● **READING PASSAGE**
Killing the Shuttle: Will Innovation Be Lost in Space?
Policy + Politics

Killing the Shuttle: Will Innovation Be Lost in Space?

AP Photo/John Raoux

For the past four decades, no program has demanded as much of NASA’s budget as the Space Shuttle. Exact numbers are elusive, but the leading calculation is close to $200 billion in total, with a yearly budget of around $6 billion — nearly equal to what the government spends on CHIP, a health care insurance program for America’s children. At a time when the country is making painful cuts left and right, axing a program like the Shuttle seems like a no-brainer. So the Shuttle is preparing for its final blast off, either with its 134th launch this spring or with an additional mission in the summer. But at closer look, more than just a symbolic, expensive space exploration program may be at stake.

A debate is currently percolating about the program’s legacy and value to the country and could rage for another forty years. The question is what was the full economic benefit of the Space Shuttle program and did any of that money return to Earth and the U.S. economy?

Houston, We Have Lift-Off
During its development in the 1970s, the Shuttle was touted as a radical break from the fully disposable rocket ships of the Apollo program, which cost a $1 billion or more per launch (adjusting for inflation). The Shuttle was a reusable space plane, a winged design that would launch up to eight astronauts vertically and glide back to Earth. Its crews could deploy satellites from the cargo hold, repair space-based telescopes in orbit, and eventually piece together the International Space Station. It was like nothing the world had ever seen.

● **SOURCE DATA**
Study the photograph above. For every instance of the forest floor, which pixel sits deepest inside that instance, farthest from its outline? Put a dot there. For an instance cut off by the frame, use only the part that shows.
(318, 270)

● **SHORT EXERCISE A**
In the Space Shuttle article, what was the program's approximate yearly budget?
● **SHORT EXERCISE B**
Resume the Space Shuttle article after its last sentence and keep writing in the same style.

● **REPLY A**
Around $6 billion.

● **REPLY B**
Now, however, critics blame the Shuttle for stalling innovation in spacecraft design since NASA hasn’t fielded a new manned vehicle since the program took off in 1981. They also argue that NASA reneged on promises to create cheaper, reusable transport, citing the estimated, and more expensive, $1.4 billion cost per launch and the fact that the boosters that power its ascent are disposable. Supporters counter that there are no proven examples of how to do the same range of jobs cheaper. There was also the impossible to quantify boost to national pride. Despite negligible TV ratings for most launches, 52 percent of Americans thought the Space Shuttle was worth its overall cost, while just 28 percent disagreed (another 20 percent were unsure), according to a poll conducted last fall. The 52 percent may have been right.

Return to Earth
According to NASA, of the more than 1,650 space program technologies that have benefited the nation since it started keeping track in 1976, over 120 have come directly from the Shuttle program. There’s no specific dollar value attributed to these innovations, a diverse lineup that ranges from lubricants for automobiles and train tracks (first used in the giant trucks that transport the shuttles) to improved contact lenses, video stabilization software and home insulation, among others. Many of these commercial spinoffs seem like a natural extension of space-related R&D, such as aerodynamics and materials research that has improved fuel efficiency for passenger aircraft. Others demonstrate how prophetic these innovations can be: A world-class artificial intelligence computer system, designed to mimic human decision-making to maintain safe engine operations, is now powering the online matchmaking service, Match.com.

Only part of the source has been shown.